## INSTRUCTION 1
Reproduce the passage from the Latin teaching notes starting at "Poeta dat puellae" and ending at "first time here.".

Subject Verb Ind Obj Dir Obj Prep + Obj
         

Then I tell them to write the proper case or form for the sentence components, as follows:

         
NOM   DAT ACC ABL
Subject Verb Ind Obj Dir Obj Prep + Obj
         

Now I give them a sample sentence, like Wheelock's on pp. 6 and 9, "The poet is giving (to) the girl roses without thorns," and have them write the sentence components BELOW their proper designations:

         
NOM   DAT ACC ABL
Subject Verb Ind Obj Dir Obj Prep + Obj
The poet is giving (to) the girl roses without thorns

Then I ask students to identify what case each component would be (it's directly above the component). Now, we can write in the Latin ABOVE the cases:

Poeta dat puellae rosas sine spinis
NOM   DAT ACC ABL
Subject Verb Ind Obj Dir Obj Prep + Obj
The poet is giving (to) the girl roses without thorns

This chart helps the students translate both ways (English to Latin and Latin to English). If they are given Latin, they start on the top line with Latin, convert it to cases, then to grammar, and finally to English. If given English, they analyze grammar first, associate the proper sentence component with the proper case, and finally put the Latin word (in its proper declensional system) into the proper form for that case.

Next, I show how one can scramble the Latin words and still determine syntax (what the subject is and what the direct object is, etc.) without relying on word order, as English does. Then I ask them to identify the scrambled sentence components. I use the question format, "What case is X and why?", for the first time here.

[NOTE: Genitives tend to follow the noun they go with, like English "of." Also as in English, prepositional phrases also tend to follow what they go with.]

E. Handout

Click here for a practice sheet on first-declension nouns and adjectives.

II. Vocabulary

[Discuss all vocabulary and focus on derivatives. Explain to students that vocabulary will always include the nom. and gen. forms of all nouns since, as they will soon see, sometimes nom. forms are irregular and do not exhibit the base of the noun used throughout the rest of the declension. Students should always derive noun bases from the gen. sing. by dropping the gen. sing. ending (here -ae). Also, point out that most but not all first-declension nouns are feminine in gender. Some are masculine (poeta, nauta, pirata, agricola), mostly representing male occupations and often borrowed from Greek, which has a full system of masculine a-stem nouns.]

  • antiquus: Antiquus derives from *anticus (cf. posticus, "behind, hindermost"). The -cus ending, originally *-cos, can be seen in reciprocus ("reciprocal") < *recos-procos, "moving back and forth". [NOTE: an asterisk (*) below a linguistic form indicates that the form has been reconstructed and is not attested in ancient texts.]
  • multa: Because of a peculiarity in English, Latin multa can be translated two ways: "much" (single) and "many" (plural). English is irregular here, not Latin!

## RECORDS SUPPLIED
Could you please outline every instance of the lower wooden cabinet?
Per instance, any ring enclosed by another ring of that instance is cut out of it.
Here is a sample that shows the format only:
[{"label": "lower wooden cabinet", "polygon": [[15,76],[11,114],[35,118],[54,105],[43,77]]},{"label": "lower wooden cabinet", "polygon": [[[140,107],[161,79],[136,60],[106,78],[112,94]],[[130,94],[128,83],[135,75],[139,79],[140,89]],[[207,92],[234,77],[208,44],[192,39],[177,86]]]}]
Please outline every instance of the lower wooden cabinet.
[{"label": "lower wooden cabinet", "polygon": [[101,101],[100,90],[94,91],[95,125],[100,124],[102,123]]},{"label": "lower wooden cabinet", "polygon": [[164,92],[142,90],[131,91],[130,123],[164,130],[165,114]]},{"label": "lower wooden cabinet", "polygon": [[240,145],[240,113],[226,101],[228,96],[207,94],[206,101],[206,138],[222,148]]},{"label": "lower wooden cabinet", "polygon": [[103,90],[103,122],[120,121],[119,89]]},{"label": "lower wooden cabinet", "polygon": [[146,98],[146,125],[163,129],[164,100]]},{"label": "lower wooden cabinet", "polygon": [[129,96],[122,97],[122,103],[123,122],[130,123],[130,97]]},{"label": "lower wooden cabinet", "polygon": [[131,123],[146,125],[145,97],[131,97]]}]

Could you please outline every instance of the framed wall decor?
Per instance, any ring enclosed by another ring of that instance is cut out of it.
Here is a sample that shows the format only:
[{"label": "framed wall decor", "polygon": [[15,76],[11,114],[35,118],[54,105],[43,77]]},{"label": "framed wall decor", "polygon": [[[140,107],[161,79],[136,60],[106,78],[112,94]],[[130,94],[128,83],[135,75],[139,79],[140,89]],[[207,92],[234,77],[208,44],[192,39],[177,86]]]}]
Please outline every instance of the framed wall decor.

## INSTRUCTION 2
Convert every line of the rows that follow the Latin teaching notes into a JSON list of strings, one string per line, leaving out blank lines.

## OUTPUT 1
Poeta dat puellae rosas sine spinis
NOM   DAT ACC ABL
Subject Verb Ind Obj Dir Obj Prep + Obj
The poet is giving (to) the girl roses without thorns

This chart helps the students translate both ways (English to Latin and Latin to English). If they are given Latin, they start on the top line with Latin, convert it to cases, then to grammar, and finally to English. If given English, they analyze grammar first, associate the proper sentence component with the proper case, and finally put the Latin word (in its proper declensional system) into the proper form for that case.

Next, I show how one can scramble the Latin words and still determine syntax (what the subject is and what the direct object is, etc.) without relying on word order, as English does. Then I ask them to identify the scrambled sentence components. I use the question format, "What case is X and why?", for the first time here.

## OUTPUT 2
[
  "Could you please outline every instance of the lower wooden cabinet?",
  "Per instance, any ring enclosed by another ring of that instance is cut out of it.",
  "Here is a sample that shows the format only:",
  "[{\"label\": \"lower wooden cabinet\", \"polygon\": [[15,76],[11,114],[35,118],[54,105],[43,77]]},{\"label\": \"lower wooden cabinet\", \"polygon\": [[[140,107],[161,79],[136,60],[106,78],[112,94]],[[130,94],[128,83],[135,75],[139,79],[140,89]],[[207,92],[234,77],[208,44],[192,39],[177,86]]]}]",
  "Please outline every instance of the lower wooden cabinet.",
  "[{\"label\": \"lower wooden cabinet\", \"polygon\": [[101,101],[100,90],[94,91],[95,125],[100,124],[102,123]]},{\"label\": \"lower wooden cabinet\", \"polygon\": [[164,92],[142,90],[131,91],[130,123],[164,130],[165,114]]},{\"label\": \"lower wooden cabinet\", \"polygon\": [[240,145],[240,113],[226,101],[228,96],[207,94],[206,101],[206,138],[222,148]]},{\"label\": \"lower wooden cabinet\", \"polygon\": [[103,90],[103,122],[120,121],[119,89]]},{\"label\": \"lower wooden cabinet\", \"polygon\": [[146,98],[146,125],[163,129],[164,100]]},{\"label\": \"lower wooden cabinet\", \"polygon\": [[129,96],[122,97],[122,103],[123,122],[130,123],[130,97]]},{\"label\": \"lower wooden cabinet\", \"polygon\": [[131,123],[146,125],[145,97],[131,97]]}]",
  "Could you please outline every instance of the framed wall decor?",
  "Per instance, any ring enclosed by another ring of that instance is cut out of it.",
  "Here is a sample that shows the format only:",
  "[{\"label\": \"framed wall decor\", \"polygon\": [[15,76],[11,114],[35,118],[54,105],[43,77]]},{\"label\": \"framed wall decor\", \"polygon\": [[[140,107],[161,79],[136,60],[106,78],[112,94]],[[130,94],[128,83],[135,75],[139,79],[140,89]],[[207,92],[234,77],[208,44],[192,39],[177,86]]]}]",
  "Please outline every instance of the framed wall decor."
]